◆ **Your task**: Restate all of the entries exactly, dropping any pictures they hold.

◆ **The input**:
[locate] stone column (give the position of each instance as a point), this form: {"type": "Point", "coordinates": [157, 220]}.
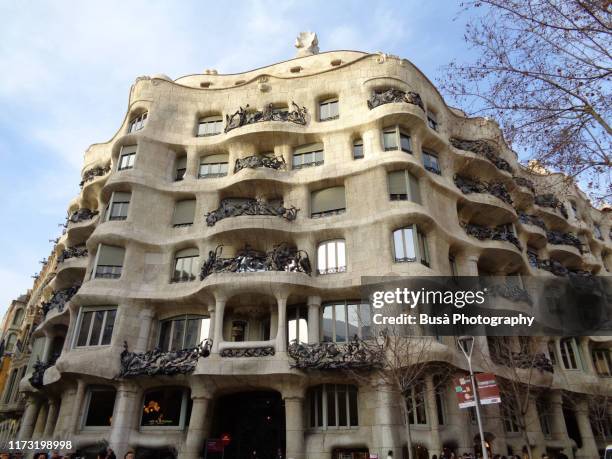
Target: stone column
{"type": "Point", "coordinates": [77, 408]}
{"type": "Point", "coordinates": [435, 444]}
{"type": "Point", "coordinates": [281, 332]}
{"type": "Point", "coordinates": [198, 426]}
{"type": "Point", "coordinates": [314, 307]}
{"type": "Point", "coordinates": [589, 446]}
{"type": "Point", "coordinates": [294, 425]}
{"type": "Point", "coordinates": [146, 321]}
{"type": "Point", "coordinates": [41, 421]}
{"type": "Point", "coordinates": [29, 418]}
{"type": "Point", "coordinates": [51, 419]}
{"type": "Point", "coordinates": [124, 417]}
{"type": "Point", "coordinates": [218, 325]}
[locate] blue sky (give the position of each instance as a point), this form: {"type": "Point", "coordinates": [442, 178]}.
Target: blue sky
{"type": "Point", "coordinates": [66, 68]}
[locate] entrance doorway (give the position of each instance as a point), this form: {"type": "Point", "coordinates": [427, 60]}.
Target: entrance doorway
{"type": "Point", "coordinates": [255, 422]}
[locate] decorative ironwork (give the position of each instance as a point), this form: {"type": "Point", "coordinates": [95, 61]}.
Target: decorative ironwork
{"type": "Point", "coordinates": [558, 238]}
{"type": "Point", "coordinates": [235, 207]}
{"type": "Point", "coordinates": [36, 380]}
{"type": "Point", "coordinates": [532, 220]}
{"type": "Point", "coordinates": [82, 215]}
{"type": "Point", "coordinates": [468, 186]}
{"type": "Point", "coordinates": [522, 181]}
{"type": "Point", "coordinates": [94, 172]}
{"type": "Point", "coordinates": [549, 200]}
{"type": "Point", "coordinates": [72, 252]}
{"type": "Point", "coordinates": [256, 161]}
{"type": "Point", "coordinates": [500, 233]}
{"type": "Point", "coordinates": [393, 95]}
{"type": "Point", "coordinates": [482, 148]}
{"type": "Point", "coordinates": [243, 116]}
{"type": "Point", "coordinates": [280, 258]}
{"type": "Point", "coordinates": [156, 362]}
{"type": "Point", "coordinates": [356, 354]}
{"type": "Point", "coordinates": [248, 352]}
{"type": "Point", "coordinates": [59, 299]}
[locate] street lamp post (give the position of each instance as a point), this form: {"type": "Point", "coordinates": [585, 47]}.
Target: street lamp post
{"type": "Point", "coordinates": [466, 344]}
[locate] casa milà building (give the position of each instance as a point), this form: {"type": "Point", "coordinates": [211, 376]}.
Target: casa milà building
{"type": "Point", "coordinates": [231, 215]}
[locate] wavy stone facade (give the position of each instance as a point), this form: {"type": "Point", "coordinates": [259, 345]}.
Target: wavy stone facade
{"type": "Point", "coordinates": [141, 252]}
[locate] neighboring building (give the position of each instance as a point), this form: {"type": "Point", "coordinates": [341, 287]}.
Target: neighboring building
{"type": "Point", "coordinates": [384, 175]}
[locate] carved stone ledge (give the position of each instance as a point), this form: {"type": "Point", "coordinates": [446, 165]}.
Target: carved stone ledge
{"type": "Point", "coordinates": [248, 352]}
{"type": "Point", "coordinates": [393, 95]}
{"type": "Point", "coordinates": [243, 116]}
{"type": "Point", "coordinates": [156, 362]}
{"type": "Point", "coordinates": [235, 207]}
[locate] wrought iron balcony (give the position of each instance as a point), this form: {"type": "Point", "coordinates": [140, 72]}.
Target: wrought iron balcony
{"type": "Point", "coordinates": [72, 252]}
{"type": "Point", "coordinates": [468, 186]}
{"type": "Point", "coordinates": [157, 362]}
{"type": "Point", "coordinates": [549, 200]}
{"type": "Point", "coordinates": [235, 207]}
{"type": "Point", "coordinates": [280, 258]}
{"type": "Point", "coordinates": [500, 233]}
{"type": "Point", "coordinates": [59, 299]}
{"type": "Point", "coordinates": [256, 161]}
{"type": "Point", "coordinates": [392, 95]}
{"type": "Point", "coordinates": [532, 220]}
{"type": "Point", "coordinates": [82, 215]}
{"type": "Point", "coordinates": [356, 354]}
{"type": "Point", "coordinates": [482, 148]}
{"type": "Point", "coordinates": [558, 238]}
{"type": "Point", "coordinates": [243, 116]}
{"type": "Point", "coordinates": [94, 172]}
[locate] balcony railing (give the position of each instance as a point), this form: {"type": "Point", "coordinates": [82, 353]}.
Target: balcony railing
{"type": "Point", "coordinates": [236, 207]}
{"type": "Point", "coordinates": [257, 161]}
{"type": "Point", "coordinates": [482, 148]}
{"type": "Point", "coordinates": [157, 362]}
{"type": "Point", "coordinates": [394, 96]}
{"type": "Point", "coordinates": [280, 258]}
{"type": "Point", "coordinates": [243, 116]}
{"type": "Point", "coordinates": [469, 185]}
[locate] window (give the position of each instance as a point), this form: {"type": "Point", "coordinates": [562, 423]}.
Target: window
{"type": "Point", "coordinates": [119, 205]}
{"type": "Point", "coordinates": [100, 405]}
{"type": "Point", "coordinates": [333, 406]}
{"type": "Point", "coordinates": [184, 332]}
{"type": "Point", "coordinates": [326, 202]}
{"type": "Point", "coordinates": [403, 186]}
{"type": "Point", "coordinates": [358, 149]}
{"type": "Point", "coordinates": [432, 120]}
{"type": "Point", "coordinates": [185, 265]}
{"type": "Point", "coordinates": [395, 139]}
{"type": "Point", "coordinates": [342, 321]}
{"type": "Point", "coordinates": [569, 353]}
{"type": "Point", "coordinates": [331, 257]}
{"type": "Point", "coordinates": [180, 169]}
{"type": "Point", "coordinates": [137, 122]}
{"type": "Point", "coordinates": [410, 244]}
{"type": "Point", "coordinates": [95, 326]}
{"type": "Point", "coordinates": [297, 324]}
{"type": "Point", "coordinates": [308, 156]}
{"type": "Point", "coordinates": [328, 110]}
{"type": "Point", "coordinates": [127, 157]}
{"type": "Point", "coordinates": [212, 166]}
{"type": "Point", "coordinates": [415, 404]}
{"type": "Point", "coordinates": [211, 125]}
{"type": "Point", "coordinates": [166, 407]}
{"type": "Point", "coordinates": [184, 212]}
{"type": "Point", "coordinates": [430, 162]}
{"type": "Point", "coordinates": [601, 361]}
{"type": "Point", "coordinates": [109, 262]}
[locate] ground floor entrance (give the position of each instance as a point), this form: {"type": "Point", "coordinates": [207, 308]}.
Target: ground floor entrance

◆ **Response to the task**:
[locate] stone column (give the position of each instance as a point), this form: {"type": "Point", "coordinates": [157, 220]}.
Target: stone column
{"type": "Point", "coordinates": [77, 408]}
{"type": "Point", "coordinates": [435, 444]}
{"type": "Point", "coordinates": [281, 332]}
{"type": "Point", "coordinates": [198, 426]}
{"type": "Point", "coordinates": [314, 307]}
{"type": "Point", "coordinates": [589, 446]}
{"type": "Point", "coordinates": [294, 425]}
{"type": "Point", "coordinates": [146, 321]}
{"type": "Point", "coordinates": [41, 421]}
{"type": "Point", "coordinates": [29, 418]}
{"type": "Point", "coordinates": [51, 419]}
{"type": "Point", "coordinates": [124, 417]}
{"type": "Point", "coordinates": [218, 325]}
[locate] blue sky (give the position of each instance as a point), this form: {"type": "Point", "coordinates": [442, 178]}.
Target: blue sky
{"type": "Point", "coordinates": [66, 68]}
[locate] entrance doorway (give the position of each instance as a point), this form: {"type": "Point", "coordinates": [427, 60]}.
Target: entrance doorway
{"type": "Point", "coordinates": [255, 422]}
[locate] decorative ironwork (give the position of each instance as a point), this form: {"type": "Point", "coordinates": [95, 61]}.
Target: decorative ironwork
{"type": "Point", "coordinates": [558, 238]}
{"type": "Point", "coordinates": [235, 207]}
{"type": "Point", "coordinates": [36, 380]}
{"type": "Point", "coordinates": [532, 220]}
{"type": "Point", "coordinates": [82, 215]}
{"type": "Point", "coordinates": [468, 186]}
{"type": "Point", "coordinates": [522, 181]}
{"type": "Point", "coordinates": [94, 172]}
{"type": "Point", "coordinates": [549, 200]}
{"type": "Point", "coordinates": [72, 252]}
{"type": "Point", "coordinates": [256, 161]}
{"type": "Point", "coordinates": [500, 233]}
{"type": "Point", "coordinates": [393, 95]}
{"type": "Point", "coordinates": [482, 148]}
{"type": "Point", "coordinates": [243, 116]}
{"type": "Point", "coordinates": [280, 258]}
{"type": "Point", "coordinates": [156, 362]}
{"type": "Point", "coordinates": [356, 354]}
{"type": "Point", "coordinates": [248, 352]}
{"type": "Point", "coordinates": [59, 299]}
[locate] street lamp post (give the position of each instance as a point), this form: {"type": "Point", "coordinates": [585, 47]}.
Target: street lamp post
{"type": "Point", "coordinates": [466, 344]}
[locate] casa milà building (give the position of each instance as a point), this form: {"type": "Point", "coordinates": [211, 376]}.
Target: casa milà building
{"type": "Point", "coordinates": [231, 215]}
[locate] wavy stone facade (give the position of each instance as a point), this form: {"type": "Point", "coordinates": [259, 345]}.
Target: wavy stone facade
{"type": "Point", "coordinates": [141, 252]}
[locate] neighboring building (give the position of each instance as a point), this form: {"type": "Point", "coordinates": [341, 287]}.
Target: neighboring building
{"type": "Point", "coordinates": [384, 175]}
[locate] carved stone ledge (give the position of each instance as a point), this form: {"type": "Point", "coordinates": [446, 165]}.
Target: carved stone ledge
{"type": "Point", "coordinates": [248, 352]}
{"type": "Point", "coordinates": [393, 95]}
{"type": "Point", "coordinates": [243, 116]}
{"type": "Point", "coordinates": [156, 362]}
{"type": "Point", "coordinates": [235, 207]}
[locate] wrought iron balcony (give the position of each instance as a point), this form: {"type": "Point", "coordinates": [140, 72]}.
Target: wrought iron balcony
{"type": "Point", "coordinates": [72, 252]}
{"type": "Point", "coordinates": [468, 186]}
{"type": "Point", "coordinates": [157, 362]}
{"type": "Point", "coordinates": [549, 200]}
{"type": "Point", "coordinates": [235, 207]}
{"type": "Point", "coordinates": [280, 258]}
{"type": "Point", "coordinates": [500, 233]}
{"type": "Point", "coordinates": [59, 299]}
{"type": "Point", "coordinates": [256, 161]}
{"type": "Point", "coordinates": [392, 95]}
{"type": "Point", "coordinates": [532, 220]}
{"type": "Point", "coordinates": [82, 215]}
{"type": "Point", "coordinates": [356, 354]}
{"type": "Point", "coordinates": [482, 148]}
{"type": "Point", "coordinates": [558, 238]}
{"type": "Point", "coordinates": [243, 116]}
{"type": "Point", "coordinates": [94, 172]}
[locate] balcony railing (give the position of each instance as a point), this form: {"type": "Point", "coordinates": [82, 353]}.
Target: balcony railing
{"type": "Point", "coordinates": [236, 207]}
{"type": "Point", "coordinates": [257, 161]}
{"type": "Point", "coordinates": [482, 148]}
{"type": "Point", "coordinates": [157, 362]}
{"type": "Point", "coordinates": [394, 96]}
{"type": "Point", "coordinates": [280, 258]}
{"type": "Point", "coordinates": [243, 116]}
{"type": "Point", "coordinates": [469, 185]}
[locate] window (give the position of each instance as a point), this form: {"type": "Point", "coordinates": [562, 423]}.
Target: window
{"type": "Point", "coordinates": [119, 205]}
{"type": "Point", "coordinates": [100, 405]}
{"type": "Point", "coordinates": [333, 406]}
{"type": "Point", "coordinates": [184, 332]}
{"type": "Point", "coordinates": [326, 202]}
{"type": "Point", "coordinates": [403, 186]}
{"type": "Point", "coordinates": [358, 149]}
{"type": "Point", "coordinates": [432, 120]}
{"type": "Point", "coordinates": [185, 265]}
{"type": "Point", "coordinates": [395, 139]}
{"type": "Point", "coordinates": [342, 321]}
{"type": "Point", "coordinates": [569, 353]}
{"type": "Point", "coordinates": [331, 257]}
{"type": "Point", "coordinates": [180, 169]}
{"type": "Point", "coordinates": [137, 122]}
{"type": "Point", "coordinates": [410, 244]}
{"type": "Point", "coordinates": [95, 326]}
{"type": "Point", "coordinates": [297, 324]}
{"type": "Point", "coordinates": [308, 156]}
{"type": "Point", "coordinates": [328, 110]}
{"type": "Point", "coordinates": [127, 157]}
{"type": "Point", "coordinates": [212, 166]}
{"type": "Point", "coordinates": [415, 404]}
{"type": "Point", "coordinates": [211, 125]}
{"type": "Point", "coordinates": [166, 407]}
{"type": "Point", "coordinates": [184, 212]}
{"type": "Point", "coordinates": [430, 162]}
{"type": "Point", "coordinates": [601, 361]}
{"type": "Point", "coordinates": [109, 262]}
[locate] ground floor entrance (give the position of each instance as a point), this form: {"type": "Point", "coordinates": [207, 308]}.
Target: ground floor entrance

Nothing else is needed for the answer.